_Exercise text_
+++++

Then again, upon reflection

My mother died.

This is an event that all like myself, slipping into our 6th decade of life on earth, cannot escape. But for me there opened a vunerability I had been fearing since the rest of my family was already gone, my two brothers and father.  Mother Nature, I have concluded, rules in random: the Reaper, I just don’t know.

She was born back in 1920, Chicago, Illinois, to a couple with an age gap of 19 years. Her father was a member of the dapper-dandy crowd, high-collared suits and spats, her mother still officially a teenager, and they lived comfortably until the ’29 crash when my grandfather’s socio-economic backdrop simply vanished. A move to an upstairs apartment in a racially-mixed neighborhood came down hard on my mother’s assumptions. With just two bedrooms for a family of four, the times set the rules and my mother was forced to bed with her own. Oral details were always sparse, (“Oh, I don’t want to talk of sad memories. Give me just the happy, happy.) but something has led me to believe that her single goal from those days forward was to get out.

+++++

_Tasks for this exercise_
[1] List every number in the piece about the mother that is written with digits rather than words.
[2] Print the part of the piece about the mother between "Then again, upon" and "just don’t know.", inclusive.
You won't need the data that comes next.

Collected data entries
+++++

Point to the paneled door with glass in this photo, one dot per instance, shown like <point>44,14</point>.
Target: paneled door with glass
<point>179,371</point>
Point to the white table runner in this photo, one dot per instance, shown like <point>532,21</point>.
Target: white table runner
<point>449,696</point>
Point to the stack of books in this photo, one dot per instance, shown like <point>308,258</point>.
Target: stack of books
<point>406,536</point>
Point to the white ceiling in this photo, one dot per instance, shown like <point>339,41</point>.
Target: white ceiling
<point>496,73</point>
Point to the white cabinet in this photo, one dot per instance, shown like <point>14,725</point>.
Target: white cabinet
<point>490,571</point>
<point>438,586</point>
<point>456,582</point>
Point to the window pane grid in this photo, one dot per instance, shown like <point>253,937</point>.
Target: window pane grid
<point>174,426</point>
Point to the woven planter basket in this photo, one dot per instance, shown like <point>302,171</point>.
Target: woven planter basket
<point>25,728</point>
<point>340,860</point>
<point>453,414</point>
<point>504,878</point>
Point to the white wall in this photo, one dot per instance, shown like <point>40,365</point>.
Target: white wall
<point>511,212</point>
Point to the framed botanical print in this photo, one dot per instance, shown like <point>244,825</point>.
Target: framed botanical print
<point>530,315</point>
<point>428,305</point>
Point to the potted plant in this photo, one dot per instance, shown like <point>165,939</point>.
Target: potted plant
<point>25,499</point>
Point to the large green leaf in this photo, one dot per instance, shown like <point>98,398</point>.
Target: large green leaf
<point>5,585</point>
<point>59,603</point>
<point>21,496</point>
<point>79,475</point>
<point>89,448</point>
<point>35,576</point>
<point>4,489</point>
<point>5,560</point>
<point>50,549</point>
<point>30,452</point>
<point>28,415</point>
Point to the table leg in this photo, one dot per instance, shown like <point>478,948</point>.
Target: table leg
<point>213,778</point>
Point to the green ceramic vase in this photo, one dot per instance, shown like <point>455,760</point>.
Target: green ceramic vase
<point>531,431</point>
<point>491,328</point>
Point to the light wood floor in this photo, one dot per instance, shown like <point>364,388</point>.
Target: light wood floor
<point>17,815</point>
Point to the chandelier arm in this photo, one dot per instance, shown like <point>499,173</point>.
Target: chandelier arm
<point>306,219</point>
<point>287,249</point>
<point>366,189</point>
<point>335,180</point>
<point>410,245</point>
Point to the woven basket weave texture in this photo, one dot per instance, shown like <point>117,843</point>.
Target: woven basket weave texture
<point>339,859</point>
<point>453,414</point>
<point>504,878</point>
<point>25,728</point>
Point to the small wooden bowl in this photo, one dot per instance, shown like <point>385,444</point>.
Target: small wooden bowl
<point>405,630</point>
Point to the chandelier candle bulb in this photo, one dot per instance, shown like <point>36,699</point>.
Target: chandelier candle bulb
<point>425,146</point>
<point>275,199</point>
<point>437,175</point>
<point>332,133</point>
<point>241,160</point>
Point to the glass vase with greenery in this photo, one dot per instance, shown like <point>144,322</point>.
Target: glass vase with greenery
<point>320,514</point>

+++++

_Answer section_
[1]
6th
1920
19
’29

[2]
Then again, upon reflection

My mother died.

This is an event that all like myself, slipping into our 6th decade of life on earth, cannot escape. But for me there opened a vunerability I had been fearing since the rest of my family was already gone, my two brothers and father.  Mother Nature, I have concluded, rules in random: the Reaper, I just don’t know.